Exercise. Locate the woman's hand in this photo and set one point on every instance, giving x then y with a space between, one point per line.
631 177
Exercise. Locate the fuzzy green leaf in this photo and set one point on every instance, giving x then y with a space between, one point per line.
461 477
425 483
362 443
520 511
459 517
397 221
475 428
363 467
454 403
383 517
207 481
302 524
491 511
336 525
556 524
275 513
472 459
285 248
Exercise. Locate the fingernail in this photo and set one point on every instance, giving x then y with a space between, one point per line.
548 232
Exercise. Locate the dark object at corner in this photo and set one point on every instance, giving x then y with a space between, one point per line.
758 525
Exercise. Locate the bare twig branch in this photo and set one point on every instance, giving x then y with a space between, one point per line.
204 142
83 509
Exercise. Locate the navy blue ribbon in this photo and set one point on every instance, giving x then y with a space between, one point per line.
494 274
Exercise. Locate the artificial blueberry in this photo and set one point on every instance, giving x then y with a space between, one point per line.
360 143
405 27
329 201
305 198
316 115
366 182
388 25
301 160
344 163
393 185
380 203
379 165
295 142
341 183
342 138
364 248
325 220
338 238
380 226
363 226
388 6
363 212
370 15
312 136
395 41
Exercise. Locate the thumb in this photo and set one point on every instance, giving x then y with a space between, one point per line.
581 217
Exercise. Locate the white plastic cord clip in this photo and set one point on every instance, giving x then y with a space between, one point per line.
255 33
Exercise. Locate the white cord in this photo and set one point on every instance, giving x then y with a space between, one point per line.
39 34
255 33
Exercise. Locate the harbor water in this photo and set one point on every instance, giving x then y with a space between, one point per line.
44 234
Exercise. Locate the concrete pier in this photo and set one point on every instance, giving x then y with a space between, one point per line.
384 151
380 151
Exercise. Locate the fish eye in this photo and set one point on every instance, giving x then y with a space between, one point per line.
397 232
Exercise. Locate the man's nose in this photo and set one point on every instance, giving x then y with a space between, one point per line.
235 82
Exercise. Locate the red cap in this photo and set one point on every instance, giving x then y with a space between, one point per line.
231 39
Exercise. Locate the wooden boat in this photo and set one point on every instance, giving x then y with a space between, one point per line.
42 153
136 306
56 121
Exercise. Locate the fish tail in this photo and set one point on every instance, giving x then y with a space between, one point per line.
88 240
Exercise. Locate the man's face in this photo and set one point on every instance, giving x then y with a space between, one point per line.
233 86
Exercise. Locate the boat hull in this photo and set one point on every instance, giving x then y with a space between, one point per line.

• [Directions for this task]: Please rewrite all of the entries above, changing "set one point" to "place a single point" wherever it occurs and leaving everything else untouched.

• [Output for this task]:
Exercise. Locate the woman's hand in this photo and place a single point on every instance, giving x then y with a space between, one point per line.
631 177
Exercise. Locate the fuzzy green leaf in this photo and place a single point on every instance, giving x then y with a space between, one point per line.
461 477
425 483
362 443
520 511
459 517
397 221
475 428
363 467
454 403
383 517
207 481
302 524
491 511
336 525
556 524
275 513
472 459
285 248
Exercise. Locate the fingernail in this photo and place a single point on every instance, giving x then y with a space between, one point per line.
548 232
Exercise. Locate the dark object at corner in this photo and place a single point on every instance, giving x then y with a space between, one point per line.
758 525
Exercise. Locate the bare twig branch in this photo and place a single point on every instance, giving x then y with a space between, one point per line.
204 142
83 509
Exercise. Locate the navy blue ribbon in this photo and place a single point on every instance, giving x then y with a space between, one point per line.
494 274
Exercise. Locate the artificial blueberry in this photo and place a single point on every instance, giving x then y with a space between, one point per line.
360 143
405 27
329 201
305 198
316 115
366 182
388 25
301 160
344 163
393 185
380 203
379 165
295 142
341 183
342 138
364 248
325 220
338 238
380 226
363 226
388 6
363 212
370 15
312 136
395 41
Exercise. Locate the thumb in this photo and place a single point on every instance, giving x then y with a space between, one point per line.
581 217
Exercise. Locate the white plastic cord clip in this photo and place a single point on every instance, giving x then y with a space between, one point per line.
255 33
Exercise. Locate the white cord in this photo and place a single point on every instance, giving x then y with a space between, one point per line.
39 34
255 33
Exercise. Locate the harbor water in this photo and place a single point on every instance, giving x then y with a space between, one point per line.
44 234
Exercise. Locate the concrete pier in this photo and place a single point on every instance, giving x then y with a space between, one point per line.
384 151
380 151
Exercise. Locate the fish eye in this photo and place a single point on every instance, giving x then y with a space between, one point per line.
397 232
Exercise. Locate the man's nose in this photo and place a single point on every instance, giving x then y with a space between, one point per line.
235 82
Exercise. Locate the red cap in this photo and place a single point on every instance, giving x then y with a space between, one point per line.
231 39
Exercise. Locate the wooden boat in this photo and place a single point on every instance, giving x then y with a space between, one point per line.
42 153
136 306
56 121
Exercise. Locate the fish tail in this photo and place a single point on every instance, giving x then y with a space between, one point per line.
88 240
Exercise. Locate the man's face in this photo and place a single point on every instance, giving x then y with a space between, one point per line.
233 86
Exercise. Locate the boat hull in this photo and place a single point on every instance, giving x then y with a space between, one point per line.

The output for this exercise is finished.